Work task.
Emit the data below verbatim, stripping out any pictures.

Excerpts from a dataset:
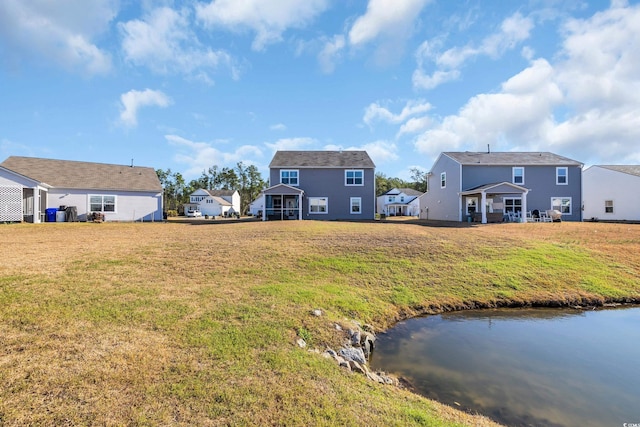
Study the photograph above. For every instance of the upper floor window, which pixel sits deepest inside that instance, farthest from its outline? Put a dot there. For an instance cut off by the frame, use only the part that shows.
(608, 206)
(354, 177)
(518, 175)
(562, 176)
(289, 177)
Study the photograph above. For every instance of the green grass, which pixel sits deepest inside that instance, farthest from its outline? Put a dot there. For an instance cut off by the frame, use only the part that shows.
(172, 324)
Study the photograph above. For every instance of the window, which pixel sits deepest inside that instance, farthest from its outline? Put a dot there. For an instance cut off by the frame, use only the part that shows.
(102, 203)
(318, 205)
(472, 205)
(289, 177)
(562, 176)
(562, 204)
(518, 175)
(356, 205)
(354, 177)
(608, 206)
(513, 204)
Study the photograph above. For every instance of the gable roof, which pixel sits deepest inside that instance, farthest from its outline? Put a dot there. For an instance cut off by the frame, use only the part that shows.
(84, 175)
(533, 158)
(628, 169)
(321, 159)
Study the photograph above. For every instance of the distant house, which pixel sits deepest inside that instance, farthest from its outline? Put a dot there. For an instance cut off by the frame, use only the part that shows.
(322, 185)
(214, 202)
(257, 206)
(29, 186)
(487, 186)
(399, 202)
(606, 193)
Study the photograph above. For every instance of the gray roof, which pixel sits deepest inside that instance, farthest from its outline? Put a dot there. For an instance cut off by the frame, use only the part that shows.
(220, 193)
(321, 159)
(629, 169)
(84, 175)
(534, 158)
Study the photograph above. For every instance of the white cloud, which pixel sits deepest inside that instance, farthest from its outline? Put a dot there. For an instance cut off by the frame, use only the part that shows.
(330, 53)
(133, 100)
(380, 151)
(513, 30)
(61, 34)
(291, 144)
(278, 127)
(269, 19)
(377, 112)
(164, 42)
(384, 18)
(200, 156)
(584, 105)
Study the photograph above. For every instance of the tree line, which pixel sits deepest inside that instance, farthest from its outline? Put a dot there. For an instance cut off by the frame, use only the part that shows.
(247, 180)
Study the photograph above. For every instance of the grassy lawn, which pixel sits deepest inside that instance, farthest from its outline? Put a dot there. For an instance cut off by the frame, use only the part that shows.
(179, 324)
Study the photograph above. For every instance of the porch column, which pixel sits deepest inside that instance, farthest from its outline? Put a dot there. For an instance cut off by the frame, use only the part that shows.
(483, 207)
(523, 214)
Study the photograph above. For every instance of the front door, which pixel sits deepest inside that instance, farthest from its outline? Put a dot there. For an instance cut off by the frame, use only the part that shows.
(291, 208)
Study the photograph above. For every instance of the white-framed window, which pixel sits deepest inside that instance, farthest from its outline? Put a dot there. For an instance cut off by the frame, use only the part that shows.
(561, 204)
(518, 175)
(356, 205)
(102, 203)
(608, 206)
(289, 177)
(354, 177)
(562, 175)
(512, 204)
(318, 205)
(472, 205)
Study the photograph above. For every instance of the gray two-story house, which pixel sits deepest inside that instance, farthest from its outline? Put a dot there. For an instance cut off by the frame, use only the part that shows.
(321, 185)
(486, 186)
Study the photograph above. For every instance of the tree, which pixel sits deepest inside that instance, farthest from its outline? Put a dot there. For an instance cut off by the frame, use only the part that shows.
(420, 179)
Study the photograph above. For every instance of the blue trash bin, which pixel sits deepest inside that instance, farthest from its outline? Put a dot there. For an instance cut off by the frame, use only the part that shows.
(51, 214)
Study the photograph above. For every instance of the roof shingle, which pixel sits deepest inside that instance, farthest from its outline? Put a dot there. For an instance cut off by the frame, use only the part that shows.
(534, 158)
(84, 175)
(321, 159)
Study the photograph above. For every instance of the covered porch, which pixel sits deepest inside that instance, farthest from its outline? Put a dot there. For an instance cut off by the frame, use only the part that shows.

Expected output.
Study the photograph above. For every instance of the upper floor window, which pixel sits deepest inside that instance, farthest from its outline? Put a dot there. For an instance cut off by the frame, use only the part that shows.
(608, 206)
(354, 177)
(518, 175)
(562, 176)
(289, 177)
Study the photograph above. For every instance of the green grass, which pixel sits deepest inside that instance, farthest from its outline? Put a dot there. For an instance cut off by the frame, use only the part that shows.
(172, 324)
Study the photograph above. For every instance of the window, which pixel sits deepest inside that instance, farthest from its outline? Put a dot there. For an instance cut off by the frame, use only the part that shows.
(102, 203)
(318, 205)
(472, 205)
(289, 177)
(562, 176)
(562, 204)
(518, 175)
(356, 205)
(354, 177)
(608, 206)
(513, 204)
Study the photograph above. For every instance of the gable roof, which pixel sits deepest inside that instance, farthest from its outline? Put a dot there. For an instance cut off by the frame, use only the part that shows.
(84, 175)
(533, 158)
(628, 169)
(321, 159)
Study the photograph above. For every instance of the distant house, which pixel sits deepest inside that instance, farthest from its outline? Put a dot there. For an instance cut off by the frame, use only the part that shows.
(322, 185)
(214, 202)
(257, 206)
(29, 186)
(487, 186)
(399, 202)
(606, 193)
Study the photograph above. For every instance of the gray roof, which pixel sits deepest inside that instance, farthest from its outline? Put a dot there. For an instance cut off by the frame, use only the part that shows.
(220, 193)
(321, 159)
(629, 169)
(84, 175)
(534, 158)
Study the photograph above. For every instance of the white cloud, which pixel sits deepest inside that instance, farthest from its outline? Put a dot there. For an instance cut off by the frame, use only the part that shows.
(330, 53)
(133, 100)
(380, 151)
(513, 30)
(61, 34)
(291, 144)
(278, 127)
(269, 19)
(377, 112)
(164, 42)
(384, 18)
(200, 156)
(584, 105)
Study the photograph above. For every instance of the tree line, which pixel sits deepest inside that instance, farthest from its outline? Put a dot there. For an instance cut off by the frame, use only the part that shows.
(247, 180)
Study the photograph above. For every instance of the grassy lawn, which pixel sits deepest inside that instance, farthest from its outline? Put a dot there. For an instance cut off by the frame, use only the part that shows.
(179, 324)
Study the photograph above. For every instance of the porch column, which pixel sits deepest inside that instance, farthest from its outline? Put a dot there. For an instance cut off by the frame, use only the part that shows.
(483, 207)
(523, 214)
Study the photograph above. For every instance of the front door, which pixel sits deepest inside that instance, farthest from its outline? Put a dot there. For an instance cut off by the frame, use only the part that shows.
(291, 208)
Study the photograph above. For every instance of the white-framed window, which pixel sits deepest inside that instance, farthest from its outline? Put a dot there. For an instance cut off by the frame, use only the part that shows.
(561, 204)
(518, 175)
(356, 205)
(102, 203)
(608, 206)
(289, 177)
(354, 177)
(562, 175)
(512, 204)
(318, 205)
(472, 205)
Study the photograph above. For every instance of the gray two-story house, which pixel sits deepest inside that instance, farthest from its outline? Put a dot there. For an instance cut off by the frame, use only the part that shows.
(321, 185)
(486, 186)
Study the photograph above. For every instance of the tree, which pixel sits deepest inside that instance, farthest from its outline? Put a dot there. For an instance cut off by the frame, use only the part that shows.
(420, 179)
Study the photograph above. For every instance of the blue trash bin, which pixel sits deepest inside that instance, farthest from its outline? Put a dot there. For an instance cut off by the frame, use only the part that shows.
(51, 214)
Study the photograph above. For every instance of the roof shingle, which pixel sits deepest inside that instance, farthest from its outline? Put a dot there. For an instance cut off by the frame, use only the part that shows.
(534, 158)
(84, 175)
(321, 159)
Study the photograph above. For every instance of the covered porch, which pixel sits deepest inside that instance, farthest from its outline? Put a dot there. For an instance cut off by the frame, use only the part that shows.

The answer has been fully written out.